## Aim of the exercise
Rewrite the text on plays, starting with "Plays are staged" and going on through "complete theatrical renditions.", and swap "live audience" for "seated audience".
** Opening Given text block **
A play is any instance of theatre primarily characterized by scripted speech: namely, dialogue between characters, monologues, or both. In other words, performers of a play read or memorize their speaking lines from a text, called a script. The script can also be called a play, and its words are intended less to be independently read and more to be performed aloud by actors in front of an audience. The writer and author of any play is known as a playwright.

Plays are staged at various levels, ranging from London's West End and New York City's Broadway – the highest echelons of commercial theatre in the English-speaking world – to regional theatre, community theatre, and academic productions at universities and schools.

A stage play is specifically crafted for performance on stage, distinct from works meant for broadcast or cinematic adaptation. They are presented on a stage before a live audience. Some dramatists, notably George Bernard Shaw, have shown little preference for whether their plays are performed or read. The term "play" encompasses the written texts of playwrights and their complete theatrical renditions.
** Closing Given text block **
** Opening Raw data block **
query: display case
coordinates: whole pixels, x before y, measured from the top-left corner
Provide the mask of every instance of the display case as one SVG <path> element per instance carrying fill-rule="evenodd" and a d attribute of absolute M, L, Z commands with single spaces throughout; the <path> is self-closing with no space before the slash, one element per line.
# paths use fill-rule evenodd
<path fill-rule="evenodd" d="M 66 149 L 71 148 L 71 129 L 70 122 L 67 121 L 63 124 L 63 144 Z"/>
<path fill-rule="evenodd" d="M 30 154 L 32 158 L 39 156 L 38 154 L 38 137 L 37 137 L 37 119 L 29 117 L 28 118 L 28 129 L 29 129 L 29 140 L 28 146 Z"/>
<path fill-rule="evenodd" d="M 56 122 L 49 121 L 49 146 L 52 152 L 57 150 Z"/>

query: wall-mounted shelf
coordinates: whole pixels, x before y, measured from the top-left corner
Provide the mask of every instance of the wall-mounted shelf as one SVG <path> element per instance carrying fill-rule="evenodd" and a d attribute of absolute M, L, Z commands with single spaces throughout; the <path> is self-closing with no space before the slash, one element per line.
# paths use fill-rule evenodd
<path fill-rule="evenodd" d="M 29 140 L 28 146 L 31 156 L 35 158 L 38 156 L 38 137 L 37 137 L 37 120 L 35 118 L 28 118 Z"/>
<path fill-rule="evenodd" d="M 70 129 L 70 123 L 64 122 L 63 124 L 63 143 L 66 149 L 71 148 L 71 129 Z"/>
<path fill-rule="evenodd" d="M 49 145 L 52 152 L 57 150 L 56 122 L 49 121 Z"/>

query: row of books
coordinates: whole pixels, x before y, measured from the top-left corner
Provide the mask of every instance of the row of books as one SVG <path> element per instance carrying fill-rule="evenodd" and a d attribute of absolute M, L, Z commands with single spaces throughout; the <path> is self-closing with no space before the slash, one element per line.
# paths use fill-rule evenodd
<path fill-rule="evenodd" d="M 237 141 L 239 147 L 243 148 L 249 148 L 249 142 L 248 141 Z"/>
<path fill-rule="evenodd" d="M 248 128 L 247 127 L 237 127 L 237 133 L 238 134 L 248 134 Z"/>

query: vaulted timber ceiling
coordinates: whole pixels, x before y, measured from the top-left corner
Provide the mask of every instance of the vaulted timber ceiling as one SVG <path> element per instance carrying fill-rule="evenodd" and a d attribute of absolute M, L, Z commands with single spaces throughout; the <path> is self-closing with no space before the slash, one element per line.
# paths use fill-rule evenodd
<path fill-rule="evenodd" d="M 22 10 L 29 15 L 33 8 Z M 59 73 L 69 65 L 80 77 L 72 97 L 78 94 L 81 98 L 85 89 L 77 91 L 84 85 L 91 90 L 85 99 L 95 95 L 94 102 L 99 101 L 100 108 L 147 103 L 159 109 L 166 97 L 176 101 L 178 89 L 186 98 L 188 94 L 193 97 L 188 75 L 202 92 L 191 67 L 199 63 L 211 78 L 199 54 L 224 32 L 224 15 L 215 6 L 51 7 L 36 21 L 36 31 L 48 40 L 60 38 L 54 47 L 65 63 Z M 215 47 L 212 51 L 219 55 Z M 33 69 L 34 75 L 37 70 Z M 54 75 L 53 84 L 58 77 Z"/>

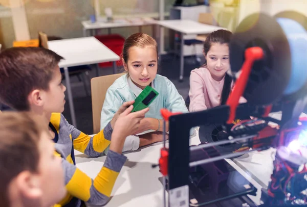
** Closing Raw data block **
## Answer to the exercise
Plays are staged at various levels, ranging from London's West End and New York City's Broadway – the highest echelons of commercial theatre in the English-speaking world – to regional theatre, community theatre, and academic productions at universities and schools.

A stage play is specifically crafted for performance on stage, distinct from works meant for broadcast or cinematic adaptation. They are presented on a stage before a seated audience. Some dramatists, notably George Bernard Shaw, have shown little preference for whether their plays are performed or read. The term "play" encompasses the written texts of playwrights and their complete theatrical renditions.